══ TEXT TO READ
The PEOPLE, Plaintiff and Respondent, v. Michelle Elaine CANTY, Defendant and Appellant.
Defendant Michelle Elaine Canty entered negotiated pleas of guilty to transporting methamphetamine, a felony, (Health & Saf.Code, § 11379, subd. (a)), and to driving under the influence of a drug (methamphetamine), a misdemeanor, (Veh.Code, § 23152, subd. (a)).
The trial court found defendant ineligible for drug treatment under Proposition 36, the “Substance Abuse and Crime Prevention Act of 2000,” a statutory initiative, which mandates probation without incarceration for specified drug offenses. (Pen.Code, §§ 1210, 1210.1.) 1 She was placed on probation for the felony offense and given consecutive county jail terms for the misdemeanor offense and as a condition of probation for the felony offense.
On appeal defendant argues she was eligible for probation without incarceration pursuant to Proposition 36 because her offenses were “nonviolent drug possession offense[s]”. (§ 1210.1. subd. (a).) We disagree.
Proposition 36 does not apply if the defendant was convicted in the same proceeding of “a misdemeanor not related to the use of drugs” (§ 1210.1, subd. (b)(2)), defined as an offense not involving “the simple possession or use of drugs” (§ 1210, subd. (d)). We conclude the misdemeanor offense of driving under the influence of drugs does not involve the “simple possession or use of drugs” since it requires the additional element of impaired driving. That conviction bars the application of Proposition 36 regardless whether the transportation offense was a nonviolent drug possession offense.2 (§ 1210.1, subd. (b)(2).)
════
= PROBLEM A =
Restate word for word the portion of the court opinion from "Proposition 36 does" to "1210.1, subd. (b)(2).)".
The court opinion and the records that come next are separate material.
══ MATERIALS PROVIDED
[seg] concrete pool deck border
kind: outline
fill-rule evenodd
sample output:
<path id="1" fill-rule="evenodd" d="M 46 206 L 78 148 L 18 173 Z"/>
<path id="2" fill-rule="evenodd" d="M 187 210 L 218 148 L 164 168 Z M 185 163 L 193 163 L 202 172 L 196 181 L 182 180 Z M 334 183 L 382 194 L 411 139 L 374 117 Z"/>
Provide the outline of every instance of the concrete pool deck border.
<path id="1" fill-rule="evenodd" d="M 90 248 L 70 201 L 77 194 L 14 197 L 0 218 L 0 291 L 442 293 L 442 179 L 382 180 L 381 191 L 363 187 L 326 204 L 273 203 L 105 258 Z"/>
════
= PROBLEM B =
Quote all the records exactly, line by line.

= WORKED SOLUTION A =
Proposition 36 does not apply if the defendant was convicted in the same proceeding of “a misdemeanor not related to the use of drugs” (§ 1210.1, subd. (b)(2)), defined as an offense not involving “the simple possession or use of drugs” (§ 1210, subd. (d)). We conclude the misdemeanor offense of driving under the influence of drugs does not involve the “simple possession or use of drugs” since it requires the additional element of impaired driving. That conviction bars the application of Proposition 36 regardless whether the transportation offense was a nonviolent drug possession offense.2 (§ 1210.1, subd. (b)(2).)

= WORKED SOLUTION B =
[seg] concrete pool deck border
kind: outline
fill-rule evenodd
sample output:
<path id="1" fill-rule="evenodd" d="M 46 206 L 78 148 L 18 173 Z"/>
<path id="2" fill-rule="evenodd" d="M 187 210 L 218 148 L 164 168 Z M 185 163 L 193 163 L 202 172 L 196 181 L 182 180 Z M 334 183 L 382 194 L 411 139 L 374 117 Z"/>
Provide the outline of every instance of the concrete pool deck border.
<path id="1" fill-rule="evenodd" d="M 90 248 L 70 201 L 77 194 L 14 197 L 0 218 L 0 291 L 442 293 L 442 179 L 382 180 L 381 191 L 363 187 L 326 204 L 273 203 L 105 258 Z"/>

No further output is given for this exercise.